Copy the rows below with "innermost" swapped for "central" and everything else unchanged, leaving the pictures out.

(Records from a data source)

◆ ◆ ◆ ◆ ◆ ◆ ◆

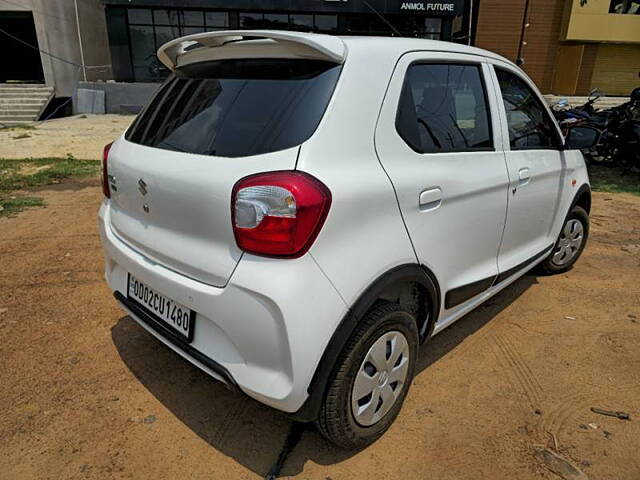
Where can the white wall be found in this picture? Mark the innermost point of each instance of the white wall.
(57, 32)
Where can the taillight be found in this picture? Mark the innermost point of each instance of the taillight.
(105, 170)
(278, 214)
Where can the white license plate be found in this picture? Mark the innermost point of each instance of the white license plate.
(170, 313)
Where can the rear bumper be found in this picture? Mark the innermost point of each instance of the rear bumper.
(263, 333)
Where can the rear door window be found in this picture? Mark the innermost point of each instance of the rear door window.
(530, 126)
(239, 107)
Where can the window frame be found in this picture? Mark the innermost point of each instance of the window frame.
(559, 139)
(483, 81)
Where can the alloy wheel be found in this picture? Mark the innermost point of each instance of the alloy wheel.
(380, 378)
(570, 242)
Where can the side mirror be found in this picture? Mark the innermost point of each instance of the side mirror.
(579, 138)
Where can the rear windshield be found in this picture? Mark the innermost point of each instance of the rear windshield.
(235, 108)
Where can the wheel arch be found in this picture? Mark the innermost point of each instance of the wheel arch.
(582, 198)
(397, 282)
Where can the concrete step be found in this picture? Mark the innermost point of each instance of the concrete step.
(22, 101)
(20, 111)
(32, 93)
(14, 106)
(8, 86)
(20, 85)
(6, 123)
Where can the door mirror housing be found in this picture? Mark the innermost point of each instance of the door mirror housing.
(581, 137)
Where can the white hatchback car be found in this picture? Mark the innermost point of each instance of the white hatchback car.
(296, 213)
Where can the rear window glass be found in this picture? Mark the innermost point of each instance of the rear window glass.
(239, 107)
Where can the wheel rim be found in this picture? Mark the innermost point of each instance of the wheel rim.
(570, 242)
(380, 378)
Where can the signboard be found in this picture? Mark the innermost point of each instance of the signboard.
(427, 7)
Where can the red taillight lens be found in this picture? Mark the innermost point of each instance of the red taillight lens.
(105, 170)
(278, 214)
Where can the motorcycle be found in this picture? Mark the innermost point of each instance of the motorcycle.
(619, 126)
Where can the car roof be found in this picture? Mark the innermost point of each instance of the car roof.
(336, 49)
(401, 45)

◆ ◆ ◆ ◆ ◆ ◆ ◆

SOLVED PROBLEM>
Where can the white wall be found in this picture? Mark the central point of each instance of the white wall.
(57, 32)
Where can the taillight be found in this picture? Mark the central point of each instance of the taillight.
(105, 170)
(278, 214)
Where can the white license plate be found in this picture? Mark the central point of each instance of the white license plate.
(170, 313)
Where can the rear bumper be found in this picture? Mark the central point of each instance of the rear bumper.
(263, 333)
Where can the rear door window be found in this picture? Mark the central point of each instance of the rear door window.
(530, 126)
(239, 107)
Where can the window frame be found in this picture? Mark the central point of each instance of the window frame.
(559, 139)
(483, 81)
Where can the alloy wheel be found in this picture? Mark the central point of each instance of the alloy wheel.
(380, 378)
(570, 242)
Where can the side mirror be found in this picture? Mark the central point of each instance of the side mirror.
(579, 138)
Where can the rear windshield be found in this picture? Mark the central point of each instance of the rear windshield.
(235, 108)
Where can the wheel arch be found in this picture? Mark the central point of each instance of the wheel arch.
(582, 198)
(397, 282)
Where can the concrete step be found in this picture? Mark the central point of each instance of the concrete step.
(22, 101)
(20, 111)
(32, 93)
(14, 106)
(8, 86)
(20, 85)
(6, 123)
Where can the door mirror housing be found in this picture? Mark the central point of each instance of the door mirror housing.
(581, 137)
Where can the white hatchback car be found in this picture? Mark the central point of each instance of the white hatchback car.
(296, 213)
Where can the rear window glass be found in this picture? Mark the central point of each instance of the rear window glass.
(239, 107)
Where can the wheel rim be found in this picture? Mark the central point of each instance of the wheel rim.
(570, 242)
(380, 378)
Where can the signboard be found in this picture? Mark the central point of each instance of the signboard.
(427, 7)
Where can the red taillight lens be found in this picture? Mark the central point of each instance of the red taillight lens.
(105, 170)
(278, 214)
Where can the motorcycle be found in this picture? Mark the central point of each instance of the motorcycle.
(619, 126)
Where can the car roof be found in this picture? Mark the central point of each instance of the car roof.
(336, 49)
(401, 45)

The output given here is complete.